## Begin

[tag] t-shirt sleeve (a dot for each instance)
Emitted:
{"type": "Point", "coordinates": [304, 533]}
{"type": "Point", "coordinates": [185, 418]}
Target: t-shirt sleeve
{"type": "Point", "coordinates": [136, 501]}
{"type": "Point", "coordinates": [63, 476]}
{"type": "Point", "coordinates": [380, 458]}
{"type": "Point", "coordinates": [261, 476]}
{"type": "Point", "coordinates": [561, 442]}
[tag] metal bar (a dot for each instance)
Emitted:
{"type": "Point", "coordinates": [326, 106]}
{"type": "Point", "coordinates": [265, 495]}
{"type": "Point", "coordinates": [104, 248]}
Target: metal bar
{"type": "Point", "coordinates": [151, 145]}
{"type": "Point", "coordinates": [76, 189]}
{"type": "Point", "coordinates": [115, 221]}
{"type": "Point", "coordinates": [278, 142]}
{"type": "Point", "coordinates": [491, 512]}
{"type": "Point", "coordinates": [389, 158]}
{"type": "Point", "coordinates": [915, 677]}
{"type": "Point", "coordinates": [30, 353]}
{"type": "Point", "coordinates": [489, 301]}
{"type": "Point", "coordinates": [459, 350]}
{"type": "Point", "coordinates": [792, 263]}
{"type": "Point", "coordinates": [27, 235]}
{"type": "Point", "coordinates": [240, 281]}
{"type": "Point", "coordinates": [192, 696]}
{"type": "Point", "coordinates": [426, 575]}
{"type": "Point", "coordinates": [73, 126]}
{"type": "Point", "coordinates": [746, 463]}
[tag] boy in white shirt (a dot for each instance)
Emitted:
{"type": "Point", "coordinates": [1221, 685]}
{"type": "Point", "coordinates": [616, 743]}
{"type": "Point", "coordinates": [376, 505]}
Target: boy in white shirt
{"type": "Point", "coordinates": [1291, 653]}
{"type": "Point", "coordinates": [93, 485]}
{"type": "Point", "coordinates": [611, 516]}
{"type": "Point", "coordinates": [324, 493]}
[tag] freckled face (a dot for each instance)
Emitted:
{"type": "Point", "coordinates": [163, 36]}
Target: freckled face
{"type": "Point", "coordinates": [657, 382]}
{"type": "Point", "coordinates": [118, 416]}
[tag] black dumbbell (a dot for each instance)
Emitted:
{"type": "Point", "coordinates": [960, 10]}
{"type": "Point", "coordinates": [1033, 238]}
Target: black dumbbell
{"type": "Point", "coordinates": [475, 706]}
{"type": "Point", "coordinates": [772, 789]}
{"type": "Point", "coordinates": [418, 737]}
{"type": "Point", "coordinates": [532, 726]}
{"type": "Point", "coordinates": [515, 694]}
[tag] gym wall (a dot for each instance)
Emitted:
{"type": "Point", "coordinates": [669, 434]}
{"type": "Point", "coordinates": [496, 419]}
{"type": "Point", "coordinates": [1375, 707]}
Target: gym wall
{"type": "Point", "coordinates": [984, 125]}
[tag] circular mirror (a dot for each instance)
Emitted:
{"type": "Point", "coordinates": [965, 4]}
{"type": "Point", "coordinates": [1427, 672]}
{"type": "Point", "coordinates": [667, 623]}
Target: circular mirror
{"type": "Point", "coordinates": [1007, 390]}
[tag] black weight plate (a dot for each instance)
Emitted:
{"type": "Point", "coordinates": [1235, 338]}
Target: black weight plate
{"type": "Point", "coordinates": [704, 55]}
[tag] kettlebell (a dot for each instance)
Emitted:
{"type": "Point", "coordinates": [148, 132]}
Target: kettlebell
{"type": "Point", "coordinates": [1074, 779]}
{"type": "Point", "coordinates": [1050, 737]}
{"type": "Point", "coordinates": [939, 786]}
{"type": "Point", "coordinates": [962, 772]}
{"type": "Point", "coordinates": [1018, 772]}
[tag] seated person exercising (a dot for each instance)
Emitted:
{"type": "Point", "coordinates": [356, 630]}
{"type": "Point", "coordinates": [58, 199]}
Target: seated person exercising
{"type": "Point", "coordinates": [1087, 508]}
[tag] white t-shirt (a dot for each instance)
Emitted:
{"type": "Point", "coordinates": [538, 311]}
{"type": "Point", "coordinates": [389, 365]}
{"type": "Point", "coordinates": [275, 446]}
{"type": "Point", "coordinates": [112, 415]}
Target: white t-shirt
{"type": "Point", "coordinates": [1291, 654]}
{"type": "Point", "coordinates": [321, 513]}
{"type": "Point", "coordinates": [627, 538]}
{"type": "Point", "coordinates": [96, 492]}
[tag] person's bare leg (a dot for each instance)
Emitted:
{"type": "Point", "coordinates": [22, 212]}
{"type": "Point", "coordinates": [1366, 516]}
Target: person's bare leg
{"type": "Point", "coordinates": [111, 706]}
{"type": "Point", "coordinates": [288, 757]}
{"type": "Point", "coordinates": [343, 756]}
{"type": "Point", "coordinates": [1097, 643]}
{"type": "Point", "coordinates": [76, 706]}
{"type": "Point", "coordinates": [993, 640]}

## End

Do this:
Repeat only the stretch of lines starting at the one containing "[tag] kettlebell (a dot for each instance)" and running to the final line of the entries above.

Answer to the task:
[tag] kettlebell (a dot for each instance)
Emitted:
{"type": "Point", "coordinates": [148, 132]}
Target: kettlebell
{"type": "Point", "coordinates": [1074, 779]}
{"type": "Point", "coordinates": [1050, 737]}
{"type": "Point", "coordinates": [939, 786]}
{"type": "Point", "coordinates": [962, 772]}
{"type": "Point", "coordinates": [1018, 772]}
[tag] seated person exercising (a dot for each instance)
Emitted:
{"type": "Point", "coordinates": [356, 630]}
{"type": "Point", "coordinates": [58, 199]}
Target: seated person exercising
{"type": "Point", "coordinates": [1087, 508]}
[tag] white t-shirt (a dot for each instance)
Emitted:
{"type": "Point", "coordinates": [538, 311]}
{"type": "Point", "coordinates": [389, 365]}
{"type": "Point", "coordinates": [275, 446]}
{"type": "Point", "coordinates": [112, 415]}
Target: white t-shirt
{"type": "Point", "coordinates": [1291, 654]}
{"type": "Point", "coordinates": [321, 513]}
{"type": "Point", "coordinates": [627, 538]}
{"type": "Point", "coordinates": [96, 492]}
[tag] person's bare leg (a dot for each instance)
Emitted:
{"type": "Point", "coordinates": [22, 212]}
{"type": "Point", "coordinates": [1366, 516]}
Target: person's bare leg
{"type": "Point", "coordinates": [111, 706]}
{"type": "Point", "coordinates": [288, 757]}
{"type": "Point", "coordinates": [343, 756]}
{"type": "Point", "coordinates": [1097, 643]}
{"type": "Point", "coordinates": [76, 706]}
{"type": "Point", "coordinates": [993, 640]}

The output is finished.